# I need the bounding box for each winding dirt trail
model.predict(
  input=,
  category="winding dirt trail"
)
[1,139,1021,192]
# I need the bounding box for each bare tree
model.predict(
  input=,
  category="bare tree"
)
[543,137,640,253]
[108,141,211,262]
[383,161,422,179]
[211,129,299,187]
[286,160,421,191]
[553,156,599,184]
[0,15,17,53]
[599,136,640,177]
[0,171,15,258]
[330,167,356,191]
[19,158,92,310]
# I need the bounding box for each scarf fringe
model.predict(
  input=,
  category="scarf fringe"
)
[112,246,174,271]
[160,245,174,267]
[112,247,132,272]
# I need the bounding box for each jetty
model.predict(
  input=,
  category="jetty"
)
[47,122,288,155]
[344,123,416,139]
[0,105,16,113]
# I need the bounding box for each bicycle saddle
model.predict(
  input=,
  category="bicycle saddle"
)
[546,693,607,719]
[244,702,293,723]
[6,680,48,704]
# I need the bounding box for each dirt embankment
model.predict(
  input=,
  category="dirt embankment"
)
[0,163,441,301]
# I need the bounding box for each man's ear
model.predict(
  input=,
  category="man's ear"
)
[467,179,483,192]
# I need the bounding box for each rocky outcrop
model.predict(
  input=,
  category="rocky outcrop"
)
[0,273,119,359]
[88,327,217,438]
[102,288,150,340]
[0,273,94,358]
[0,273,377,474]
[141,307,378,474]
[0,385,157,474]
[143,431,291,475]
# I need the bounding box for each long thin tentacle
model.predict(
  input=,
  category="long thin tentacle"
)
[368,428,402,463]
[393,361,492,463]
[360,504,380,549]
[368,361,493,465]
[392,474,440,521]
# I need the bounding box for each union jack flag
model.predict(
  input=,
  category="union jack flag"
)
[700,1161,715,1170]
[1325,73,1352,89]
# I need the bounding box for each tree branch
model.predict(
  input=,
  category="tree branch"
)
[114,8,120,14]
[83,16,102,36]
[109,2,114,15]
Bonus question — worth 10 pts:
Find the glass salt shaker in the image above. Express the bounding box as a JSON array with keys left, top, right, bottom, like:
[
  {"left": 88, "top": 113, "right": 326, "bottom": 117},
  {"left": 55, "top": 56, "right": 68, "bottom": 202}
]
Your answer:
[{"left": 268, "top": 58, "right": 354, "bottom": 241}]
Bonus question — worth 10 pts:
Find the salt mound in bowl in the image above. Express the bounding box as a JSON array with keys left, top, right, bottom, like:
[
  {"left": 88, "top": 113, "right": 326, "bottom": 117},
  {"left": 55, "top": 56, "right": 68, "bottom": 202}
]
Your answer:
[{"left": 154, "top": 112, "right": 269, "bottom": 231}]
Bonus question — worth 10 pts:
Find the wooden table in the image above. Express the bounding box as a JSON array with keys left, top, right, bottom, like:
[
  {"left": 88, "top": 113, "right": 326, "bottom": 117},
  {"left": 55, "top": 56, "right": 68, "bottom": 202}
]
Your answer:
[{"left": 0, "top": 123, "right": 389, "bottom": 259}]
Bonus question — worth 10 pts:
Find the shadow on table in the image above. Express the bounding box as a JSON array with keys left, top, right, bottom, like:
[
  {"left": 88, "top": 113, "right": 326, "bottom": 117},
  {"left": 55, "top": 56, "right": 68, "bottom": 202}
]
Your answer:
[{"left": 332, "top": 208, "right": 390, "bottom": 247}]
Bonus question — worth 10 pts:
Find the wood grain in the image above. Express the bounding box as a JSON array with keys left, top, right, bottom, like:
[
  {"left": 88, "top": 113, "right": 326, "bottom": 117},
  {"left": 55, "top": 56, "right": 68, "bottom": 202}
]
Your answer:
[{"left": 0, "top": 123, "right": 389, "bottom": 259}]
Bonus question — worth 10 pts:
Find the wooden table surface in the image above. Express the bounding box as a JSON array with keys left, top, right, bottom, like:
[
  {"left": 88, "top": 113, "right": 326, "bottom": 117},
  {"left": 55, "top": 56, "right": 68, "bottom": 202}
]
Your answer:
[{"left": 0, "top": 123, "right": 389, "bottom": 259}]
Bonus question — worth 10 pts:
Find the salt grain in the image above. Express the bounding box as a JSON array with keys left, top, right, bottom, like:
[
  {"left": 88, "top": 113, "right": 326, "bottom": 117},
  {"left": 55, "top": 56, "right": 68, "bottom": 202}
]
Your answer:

◇ ◇ ◇

■ The problem ■
Reproduce all the records, exactly and in full.

■ Completed task ■
# I need the bounding box for each winding dirt trail
model.predict(
  input=,
  category="winding dirt trail"
)
[1,139,1021,192]
# I need the bounding box for each bare tree
model.predict(
  input=,
  category="bare tree"
)
[543,137,640,253]
[108,141,211,262]
[383,161,422,179]
[211,129,299,187]
[286,160,421,191]
[553,156,599,184]
[0,15,17,53]
[599,136,640,177]
[0,171,15,258]
[330,167,356,191]
[19,158,92,310]
# I need the bounding box for each scarf fringe
model.predict(
  input=,
  category="scarf fringe"
)
[112,246,174,271]
[160,245,174,267]
[112,247,132,272]
# I need the bounding box for each jetty
model.predict(
  input=,
  category="jetty"
)
[47,122,288,155]
[344,123,416,139]
[0,105,16,113]
# I need the bounding box for each bicycle saddle
model.predict(
  input=,
  category="bicycle saddle"
)
[546,693,607,719]
[244,702,293,723]
[6,680,48,704]
# I need the bounding box for each dirt embankment
model.predict(
  input=,
  category="dirt embankment"
)
[0,163,441,301]
# I need the bounding box for each man's ear
model.predict(
  input=,
  category="man's ear"
)
[467,179,483,192]
# I need the bounding box for each rocky outcrop
model.predict(
  input=,
  category="rocky outcrop"
)
[0,273,119,359]
[88,327,217,438]
[102,288,150,340]
[0,273,94,358]
[0,273,377,474]
[141,307,378,474]
[0,385,157,474]
[143,431,291,475]
# I need the bounding box for each long thin tentacle
model.predict(
  input=,
  category="long thin tentacle"
)
[368,428,402,463]
[393,361,492,463]
[360,504,380,549]
[368,361,493,465]
[392,474,440,521]
# I need the bounding box for each union jack flag
model.predict(
  input=,
  category="union jack flag"
)
[700,1161,715,1170]
[1325,73,1352,89]
# I need the bounding box for each tree branch
model.predict(
  input=,
  category="tree branch"
)
[114,8,120,14]
[83,16,102,36]
[109,2,114,15]
Bonus question — worth 10 pts:
Find the glass salt shaker in the image above. Express the bounding box as a JSON array with keys left, top, right, bottom, like:
[
  {"left": 88, "top": 113, "right": 326, "bottom": 117},
  {"left": 55, "top": 56, "right": 68, "bottom": 202}
]
Your answer:
[{"left": 268, "top": 58, "right": 354, "bottom": 241}]
Bonus question — worth 10 pts:
Find the salt mound in bowl in the image above. Express the bounding box as a JSON array with keys left, top, right, bottom, like:
[
  {"left": 88, "top": 113, "right": 326, "bottom": 117},
  {"left": 55, "top": 56, "right": 68, "bottom": 202}
]
Your answer:
[{"left": 154, "top": 112, "right": 269, "bottom": 231}]
Bonus question — worth 10 pts:
Find the wooden table in the image above. Express the bounding box as a JSON array with keys left, top, right, bottom, like:
[
  {"left": 88, "top": 113, "right": 326, "bottom": 117},
  {"left": 55, "top": 56, "right": 68, "bottom": 202}
]
Your answer:
[{"left": 0, "top": 123, "right": 389, "bottom": 259}]
Bonus question — worth 10 pts:
Find the shadow on table in the image above. Express the bounding box as a JSON array with keys left, top, right, bottom, like:
[
  {"left": 88, "top": 113, "right": 326, "bottom": 117},
  {"left": 55, "top": 56, "right": 68, "bottom": 202}
]
Your answer:
[{"left": 332, "top": 208, "right": 390, "bottom": 247}]
Bonus question — worth 10 pts:
Find the wood grain in the image above. Express the bounding box as a JSON array with keys left, top, right, bottom, like:
[
  {"left": 88, "top": 113, "right": 326, "bottom": 117},
  {"left": 55, "top": 56, "right": 68, "bottom": 202}
]
Your answer:
[{"left": 0, "top": 123, "right": 389, "bottom": 259}]
Bonus question — worth 10 pts:
Find the wooden table surface in the image above. Express the bounding box as a JSON array with keys left, top, right, bottom, like:
[
  {"left": 88, "top": 113, "right": 326, "bottom": 117},
  {"left": 55, "top": 56, "right": 68, "bottom": 202}
]
Your answer:
[{"left": 0, "top": 123, "right": 389, "bottom": 259}]
Bonus question — worth 10 pts:
Find the salt grain in the image above. Express the bounding box as a JSON array with keys left, top, right, bottom, like:
[
  {"left": 88, "top": 113, "right": 326, "bottom": 117},
  {"left": 55, "top": 56, "right": 68, "bottom": 202}
]
Your answer:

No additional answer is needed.